Assignment — If a line in the data below includes the string "camouflage", please return a copy of it.

Material for the task —

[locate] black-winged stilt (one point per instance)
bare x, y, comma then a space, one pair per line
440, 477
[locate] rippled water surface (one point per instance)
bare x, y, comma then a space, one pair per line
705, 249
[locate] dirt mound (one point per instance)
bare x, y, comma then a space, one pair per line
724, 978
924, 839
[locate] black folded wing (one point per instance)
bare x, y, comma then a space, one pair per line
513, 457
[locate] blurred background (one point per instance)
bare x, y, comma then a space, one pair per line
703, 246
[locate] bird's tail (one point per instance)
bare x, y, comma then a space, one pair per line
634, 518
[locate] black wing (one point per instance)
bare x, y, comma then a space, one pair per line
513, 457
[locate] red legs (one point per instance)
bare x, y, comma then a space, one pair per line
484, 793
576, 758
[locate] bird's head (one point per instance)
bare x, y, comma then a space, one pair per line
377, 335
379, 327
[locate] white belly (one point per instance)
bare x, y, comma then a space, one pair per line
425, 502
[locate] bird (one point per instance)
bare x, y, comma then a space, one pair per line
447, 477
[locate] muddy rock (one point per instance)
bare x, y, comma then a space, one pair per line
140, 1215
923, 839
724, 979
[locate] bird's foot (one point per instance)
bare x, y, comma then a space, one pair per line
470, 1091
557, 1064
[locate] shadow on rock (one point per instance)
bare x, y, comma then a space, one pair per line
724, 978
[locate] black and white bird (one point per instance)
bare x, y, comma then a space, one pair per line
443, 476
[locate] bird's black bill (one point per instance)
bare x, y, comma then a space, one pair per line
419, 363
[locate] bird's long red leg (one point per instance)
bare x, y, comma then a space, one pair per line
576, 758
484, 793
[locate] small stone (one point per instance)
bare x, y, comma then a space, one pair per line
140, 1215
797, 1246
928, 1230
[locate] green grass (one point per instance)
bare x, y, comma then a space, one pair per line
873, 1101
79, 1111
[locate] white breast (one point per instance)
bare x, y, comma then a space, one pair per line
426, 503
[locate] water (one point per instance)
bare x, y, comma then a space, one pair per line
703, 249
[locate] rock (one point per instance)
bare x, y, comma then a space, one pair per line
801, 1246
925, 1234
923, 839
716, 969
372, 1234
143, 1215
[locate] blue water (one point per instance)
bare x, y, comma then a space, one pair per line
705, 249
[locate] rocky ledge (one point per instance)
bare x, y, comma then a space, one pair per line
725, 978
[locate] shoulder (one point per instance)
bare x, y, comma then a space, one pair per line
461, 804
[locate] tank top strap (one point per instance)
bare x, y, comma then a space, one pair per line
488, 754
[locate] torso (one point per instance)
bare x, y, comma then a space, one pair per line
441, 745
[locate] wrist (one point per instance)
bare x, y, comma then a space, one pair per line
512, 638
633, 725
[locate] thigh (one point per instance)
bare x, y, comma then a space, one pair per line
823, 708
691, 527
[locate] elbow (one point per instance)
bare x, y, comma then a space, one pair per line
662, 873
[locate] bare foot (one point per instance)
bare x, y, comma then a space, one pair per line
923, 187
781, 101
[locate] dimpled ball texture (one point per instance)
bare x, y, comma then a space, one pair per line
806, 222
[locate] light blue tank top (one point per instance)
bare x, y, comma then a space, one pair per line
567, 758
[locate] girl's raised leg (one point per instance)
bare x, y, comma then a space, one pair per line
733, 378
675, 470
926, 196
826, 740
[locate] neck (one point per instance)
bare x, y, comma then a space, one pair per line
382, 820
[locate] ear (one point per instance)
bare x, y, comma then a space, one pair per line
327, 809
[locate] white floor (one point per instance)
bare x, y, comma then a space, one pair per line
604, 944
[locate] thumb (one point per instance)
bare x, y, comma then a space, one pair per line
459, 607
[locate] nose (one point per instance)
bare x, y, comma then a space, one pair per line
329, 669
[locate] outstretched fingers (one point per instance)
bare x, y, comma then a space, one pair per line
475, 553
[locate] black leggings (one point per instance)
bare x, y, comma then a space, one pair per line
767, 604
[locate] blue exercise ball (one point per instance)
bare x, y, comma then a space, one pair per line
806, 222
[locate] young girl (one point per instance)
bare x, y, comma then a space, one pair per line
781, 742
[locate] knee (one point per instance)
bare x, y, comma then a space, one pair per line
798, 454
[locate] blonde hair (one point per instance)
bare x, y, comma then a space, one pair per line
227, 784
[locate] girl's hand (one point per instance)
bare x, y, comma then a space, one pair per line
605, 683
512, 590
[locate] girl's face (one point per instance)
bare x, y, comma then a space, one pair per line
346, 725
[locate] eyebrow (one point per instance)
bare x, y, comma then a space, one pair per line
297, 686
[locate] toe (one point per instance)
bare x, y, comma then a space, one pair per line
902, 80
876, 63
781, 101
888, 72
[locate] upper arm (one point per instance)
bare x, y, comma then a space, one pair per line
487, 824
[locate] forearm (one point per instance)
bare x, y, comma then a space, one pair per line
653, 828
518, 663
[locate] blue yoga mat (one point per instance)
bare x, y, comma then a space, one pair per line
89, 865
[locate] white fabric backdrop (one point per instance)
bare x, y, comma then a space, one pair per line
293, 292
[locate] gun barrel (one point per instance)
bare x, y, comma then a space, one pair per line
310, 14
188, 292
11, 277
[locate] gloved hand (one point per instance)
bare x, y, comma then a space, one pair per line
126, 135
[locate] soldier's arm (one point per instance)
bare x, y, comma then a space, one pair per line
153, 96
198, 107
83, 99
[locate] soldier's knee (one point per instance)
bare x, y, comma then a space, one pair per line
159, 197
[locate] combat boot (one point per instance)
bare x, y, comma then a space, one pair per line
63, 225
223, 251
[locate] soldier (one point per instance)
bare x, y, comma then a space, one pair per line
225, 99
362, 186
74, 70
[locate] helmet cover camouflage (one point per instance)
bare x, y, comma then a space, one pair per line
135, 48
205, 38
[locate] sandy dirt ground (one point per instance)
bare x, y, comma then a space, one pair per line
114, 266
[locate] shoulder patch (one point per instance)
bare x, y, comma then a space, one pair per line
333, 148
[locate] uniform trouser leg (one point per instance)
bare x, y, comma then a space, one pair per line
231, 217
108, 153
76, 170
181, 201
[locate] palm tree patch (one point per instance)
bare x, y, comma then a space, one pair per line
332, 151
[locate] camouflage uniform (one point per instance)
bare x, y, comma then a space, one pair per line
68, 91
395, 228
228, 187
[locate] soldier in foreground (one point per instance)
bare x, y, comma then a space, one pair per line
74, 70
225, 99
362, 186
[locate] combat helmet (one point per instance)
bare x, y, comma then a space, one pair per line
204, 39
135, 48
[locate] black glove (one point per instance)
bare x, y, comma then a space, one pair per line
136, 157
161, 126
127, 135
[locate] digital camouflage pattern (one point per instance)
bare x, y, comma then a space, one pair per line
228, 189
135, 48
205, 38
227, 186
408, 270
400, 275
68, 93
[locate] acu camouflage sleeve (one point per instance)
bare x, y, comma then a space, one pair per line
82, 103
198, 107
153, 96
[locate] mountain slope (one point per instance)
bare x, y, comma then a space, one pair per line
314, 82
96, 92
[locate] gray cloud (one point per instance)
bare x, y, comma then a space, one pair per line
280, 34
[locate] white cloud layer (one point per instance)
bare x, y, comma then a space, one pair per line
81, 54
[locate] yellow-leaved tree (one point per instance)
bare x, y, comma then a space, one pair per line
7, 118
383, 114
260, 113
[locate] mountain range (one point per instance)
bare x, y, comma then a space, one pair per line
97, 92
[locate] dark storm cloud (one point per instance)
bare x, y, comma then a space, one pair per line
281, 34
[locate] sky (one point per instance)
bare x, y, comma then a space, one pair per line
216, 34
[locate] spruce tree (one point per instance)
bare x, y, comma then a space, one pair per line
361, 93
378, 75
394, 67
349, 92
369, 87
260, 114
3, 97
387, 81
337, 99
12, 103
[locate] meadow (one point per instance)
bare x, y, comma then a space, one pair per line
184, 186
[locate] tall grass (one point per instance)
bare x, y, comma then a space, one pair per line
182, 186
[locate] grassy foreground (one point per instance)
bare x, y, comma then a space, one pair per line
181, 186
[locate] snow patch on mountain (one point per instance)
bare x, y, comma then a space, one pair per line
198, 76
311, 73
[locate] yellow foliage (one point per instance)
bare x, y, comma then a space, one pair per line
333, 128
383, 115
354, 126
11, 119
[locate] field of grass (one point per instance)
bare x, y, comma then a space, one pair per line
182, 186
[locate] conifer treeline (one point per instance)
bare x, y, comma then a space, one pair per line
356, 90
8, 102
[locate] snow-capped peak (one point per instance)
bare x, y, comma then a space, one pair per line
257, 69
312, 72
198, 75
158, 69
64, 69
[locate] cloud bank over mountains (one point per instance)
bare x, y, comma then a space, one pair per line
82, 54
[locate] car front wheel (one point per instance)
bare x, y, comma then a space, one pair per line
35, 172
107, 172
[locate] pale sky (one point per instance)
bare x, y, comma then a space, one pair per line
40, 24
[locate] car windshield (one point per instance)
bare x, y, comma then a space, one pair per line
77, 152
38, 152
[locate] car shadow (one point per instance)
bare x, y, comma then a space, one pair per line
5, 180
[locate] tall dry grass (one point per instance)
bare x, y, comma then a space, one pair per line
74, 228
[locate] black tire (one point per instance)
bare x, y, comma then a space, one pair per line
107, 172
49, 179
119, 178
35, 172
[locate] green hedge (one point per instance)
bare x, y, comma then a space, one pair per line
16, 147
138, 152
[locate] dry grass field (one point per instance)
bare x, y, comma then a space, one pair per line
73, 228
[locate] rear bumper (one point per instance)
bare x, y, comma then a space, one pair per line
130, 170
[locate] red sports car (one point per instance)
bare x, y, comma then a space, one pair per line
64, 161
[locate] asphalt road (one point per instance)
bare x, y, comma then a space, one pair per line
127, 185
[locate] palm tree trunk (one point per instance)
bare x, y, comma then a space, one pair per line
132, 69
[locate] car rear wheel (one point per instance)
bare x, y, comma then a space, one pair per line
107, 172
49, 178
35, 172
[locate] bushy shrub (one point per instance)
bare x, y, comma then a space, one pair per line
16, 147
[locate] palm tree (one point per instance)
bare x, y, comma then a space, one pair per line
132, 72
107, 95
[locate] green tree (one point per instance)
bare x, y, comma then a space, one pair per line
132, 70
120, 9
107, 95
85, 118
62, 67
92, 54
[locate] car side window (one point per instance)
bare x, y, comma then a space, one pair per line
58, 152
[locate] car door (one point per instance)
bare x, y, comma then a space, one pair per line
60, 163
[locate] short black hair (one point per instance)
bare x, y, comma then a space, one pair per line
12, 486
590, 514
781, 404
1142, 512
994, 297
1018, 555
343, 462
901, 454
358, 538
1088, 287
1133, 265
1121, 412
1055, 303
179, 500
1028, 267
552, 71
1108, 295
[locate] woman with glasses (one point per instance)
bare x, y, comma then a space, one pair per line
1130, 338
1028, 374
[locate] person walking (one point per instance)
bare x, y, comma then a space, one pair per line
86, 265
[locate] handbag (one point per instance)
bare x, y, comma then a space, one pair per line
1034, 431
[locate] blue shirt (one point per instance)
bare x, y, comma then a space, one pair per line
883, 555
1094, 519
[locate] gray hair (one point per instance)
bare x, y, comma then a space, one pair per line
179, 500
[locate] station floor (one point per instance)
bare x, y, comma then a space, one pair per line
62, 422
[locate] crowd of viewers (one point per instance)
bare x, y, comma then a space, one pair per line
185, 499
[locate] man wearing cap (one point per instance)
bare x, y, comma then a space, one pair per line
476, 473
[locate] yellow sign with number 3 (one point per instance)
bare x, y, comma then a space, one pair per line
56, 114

Response —
[locate] helmet cover camouflage (one point per instance)
[locate] camouflage uniform (one point per instance)
[locate] digital camouflage pattern (one point per instance)
[locate] acu camouflage sleeve (one point per instance)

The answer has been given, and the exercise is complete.